Фрагмент источника:
····················

Предисловие

Как все началось

Осенью 2015 года я, аспирант московского вуза, взялся за небольшое, но весьма авантюрное дело. Вместе с моим другом Сергеем Простаковым мы решили основать первый в России научный журнал о смерти и умирании. Сергей придумал для него название «Археология русской смерти», отсылая будущего читателя к французскому философу Мишелю Фуко и его «археологиям». Как и зачем мы придумали этот журнал — интересная, но все же отдельная история, к которой я вернусь позже, в третьей главе. Здесь же важно отметить, что запуск журнала мы начали с широкой краудфандинговой кампании — мы были нищими студентами, денег на печать первого номера у нас не было.

В один из вечеров, проверяя отчет по сбору денег, я обнаружил довольно крупный перевод — что-то около десяти тысяч рублей. Конечно, я сразу заинтересовался личностью щедрого мецената. В графе «отправитель» не было никаких имен, только загадочный e-mail с указанием на принадлежность к похоронному делу. Неожиданному благоволению со стороны неизвестного директора похоронной компании я очень обрадовался. Набравшись смелости, я написал на указанную почту и поблагодарил за поддержку будущего журнала. Завязалась интенсивная переписка, и уже через пару дней мы встретились в кафе у метро «Профсоюзная», чтобы познакомиться лично.

····················

Строки набора данных:
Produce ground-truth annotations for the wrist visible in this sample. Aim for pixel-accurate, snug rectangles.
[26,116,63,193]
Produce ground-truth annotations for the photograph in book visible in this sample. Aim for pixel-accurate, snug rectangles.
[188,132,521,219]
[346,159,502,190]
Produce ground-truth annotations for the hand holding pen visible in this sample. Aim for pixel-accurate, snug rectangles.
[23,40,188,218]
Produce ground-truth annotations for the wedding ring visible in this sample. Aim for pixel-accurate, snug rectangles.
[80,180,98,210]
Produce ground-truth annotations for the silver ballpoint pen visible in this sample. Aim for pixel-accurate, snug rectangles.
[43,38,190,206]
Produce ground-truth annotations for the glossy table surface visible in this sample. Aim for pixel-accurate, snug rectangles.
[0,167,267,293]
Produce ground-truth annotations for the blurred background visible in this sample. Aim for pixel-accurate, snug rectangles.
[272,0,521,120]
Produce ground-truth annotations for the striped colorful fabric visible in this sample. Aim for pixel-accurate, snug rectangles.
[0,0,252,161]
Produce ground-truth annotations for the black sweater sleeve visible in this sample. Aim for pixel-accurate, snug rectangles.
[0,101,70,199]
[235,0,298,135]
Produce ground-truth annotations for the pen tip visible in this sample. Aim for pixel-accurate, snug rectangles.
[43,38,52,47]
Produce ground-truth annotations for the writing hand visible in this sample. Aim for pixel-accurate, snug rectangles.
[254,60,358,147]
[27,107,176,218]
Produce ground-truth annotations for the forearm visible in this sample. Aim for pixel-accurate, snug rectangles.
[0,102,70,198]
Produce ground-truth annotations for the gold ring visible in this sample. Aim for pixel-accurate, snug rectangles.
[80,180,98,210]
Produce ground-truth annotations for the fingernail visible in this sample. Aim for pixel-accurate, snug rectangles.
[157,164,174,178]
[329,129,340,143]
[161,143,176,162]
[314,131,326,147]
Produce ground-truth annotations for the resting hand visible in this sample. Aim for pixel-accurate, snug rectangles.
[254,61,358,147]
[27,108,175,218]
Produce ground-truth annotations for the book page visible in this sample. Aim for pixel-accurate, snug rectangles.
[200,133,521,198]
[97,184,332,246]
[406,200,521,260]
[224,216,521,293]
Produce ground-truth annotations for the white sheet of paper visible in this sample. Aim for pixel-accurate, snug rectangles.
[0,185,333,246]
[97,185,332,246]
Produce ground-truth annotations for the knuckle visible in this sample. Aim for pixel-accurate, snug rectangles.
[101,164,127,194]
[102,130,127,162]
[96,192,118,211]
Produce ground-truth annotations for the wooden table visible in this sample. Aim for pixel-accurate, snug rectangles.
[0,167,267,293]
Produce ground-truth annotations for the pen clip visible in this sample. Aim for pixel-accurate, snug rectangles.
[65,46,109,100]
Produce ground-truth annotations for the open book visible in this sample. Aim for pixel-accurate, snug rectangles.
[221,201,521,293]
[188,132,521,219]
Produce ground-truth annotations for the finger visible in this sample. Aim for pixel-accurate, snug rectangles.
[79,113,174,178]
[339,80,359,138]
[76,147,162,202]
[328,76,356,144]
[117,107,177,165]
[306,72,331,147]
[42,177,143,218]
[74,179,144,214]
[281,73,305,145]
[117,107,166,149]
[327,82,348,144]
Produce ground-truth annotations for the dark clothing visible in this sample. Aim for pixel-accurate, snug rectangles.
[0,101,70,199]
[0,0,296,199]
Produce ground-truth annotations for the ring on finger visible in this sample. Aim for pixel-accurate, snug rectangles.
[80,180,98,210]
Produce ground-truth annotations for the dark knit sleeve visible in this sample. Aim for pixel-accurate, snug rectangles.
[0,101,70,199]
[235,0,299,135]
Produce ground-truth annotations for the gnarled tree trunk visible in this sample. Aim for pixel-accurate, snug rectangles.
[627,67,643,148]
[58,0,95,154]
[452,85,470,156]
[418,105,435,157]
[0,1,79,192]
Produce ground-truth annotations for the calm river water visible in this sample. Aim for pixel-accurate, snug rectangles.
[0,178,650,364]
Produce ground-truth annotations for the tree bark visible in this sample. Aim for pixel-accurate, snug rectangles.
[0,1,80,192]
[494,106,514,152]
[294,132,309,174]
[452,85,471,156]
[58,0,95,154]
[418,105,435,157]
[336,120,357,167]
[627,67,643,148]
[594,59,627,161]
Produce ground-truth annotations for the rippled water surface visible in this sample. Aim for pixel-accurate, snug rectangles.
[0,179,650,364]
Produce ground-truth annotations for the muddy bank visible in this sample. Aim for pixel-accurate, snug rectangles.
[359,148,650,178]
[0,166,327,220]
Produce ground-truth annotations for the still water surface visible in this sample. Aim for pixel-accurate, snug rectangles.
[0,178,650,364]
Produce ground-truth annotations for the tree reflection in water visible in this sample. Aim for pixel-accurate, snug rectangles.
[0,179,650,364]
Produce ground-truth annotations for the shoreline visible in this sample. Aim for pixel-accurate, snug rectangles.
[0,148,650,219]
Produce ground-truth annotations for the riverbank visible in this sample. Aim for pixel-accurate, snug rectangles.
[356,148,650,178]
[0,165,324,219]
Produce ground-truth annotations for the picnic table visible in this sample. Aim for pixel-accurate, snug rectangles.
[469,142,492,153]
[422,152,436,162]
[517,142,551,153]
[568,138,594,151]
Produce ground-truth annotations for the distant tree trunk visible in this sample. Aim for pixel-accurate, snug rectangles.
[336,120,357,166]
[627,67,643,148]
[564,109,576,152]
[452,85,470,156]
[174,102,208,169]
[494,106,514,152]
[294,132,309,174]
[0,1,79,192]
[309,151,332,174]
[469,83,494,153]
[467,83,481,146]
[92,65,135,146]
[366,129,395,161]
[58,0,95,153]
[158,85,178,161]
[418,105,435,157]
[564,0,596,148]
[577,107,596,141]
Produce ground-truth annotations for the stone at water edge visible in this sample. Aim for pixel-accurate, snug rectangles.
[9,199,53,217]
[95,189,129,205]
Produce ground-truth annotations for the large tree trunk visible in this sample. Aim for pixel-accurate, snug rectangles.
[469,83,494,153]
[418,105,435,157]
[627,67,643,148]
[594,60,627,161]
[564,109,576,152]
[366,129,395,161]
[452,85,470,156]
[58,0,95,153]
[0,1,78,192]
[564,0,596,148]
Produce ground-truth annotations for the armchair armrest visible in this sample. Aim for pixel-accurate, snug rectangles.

····················

Задача 1:
Ответьте на вопросы по предисловию:
(а) В какое время года и какого года автор взялся за основание журнала?
(б) Кто придумал название журнала и как оно звучит?
(в) Где автор впервые лично встретился с отправителем крупного перевода?
Задача 2: Воспроизведите без изменений строки записей: всё от строки, содержащей «Produce ground-truth annotations for the picnic», до строки, содержащей «[95,189,129,205]», включая обе эти строки.
Записи никак не связаны с предисловием.

Письменный ответ 1:
(а) Осенью 2015 года.
(б) Сергей Простаков; журнал назван «Археология русской смерти».
(в) В кафе у метро «Профсоюзная».

Письменный ответ 2:
Produce ground-truth annotations for the picnic table visible in this sample. Aim for pixel-accurate, snug rectangles.
[469,142,492,153]
[422,152,436,162]
[517,142,551,153]
[568,138,594,151]
Produce ground-truth annotations for the distant tree trunk visible in this sample. Aim for pixel-accurate, snug rectangles.
[336,120,357,166]
[627,67,643,148]
[564,109,576,152]
[452,85,470,156]
[174,102,208,169]
[494,106,514,152]
[294,132,309,174]
[0,1,79,192]
[309,151,332,174]
[469,83,494,153]
[467,83,481,146]
[92,65,135,146]
[366,129,395,161]
[58,0,95,153]
[158,85,178,161]
[418,105,435,157]
[564,0,596,148]
[577,107,596,141]
Produce ground-truth annotations for the stone at water edge visible in this sample. Aim for pixel-accurate, snug rectangles.
[9,199,53,217]
[95,189,129,205]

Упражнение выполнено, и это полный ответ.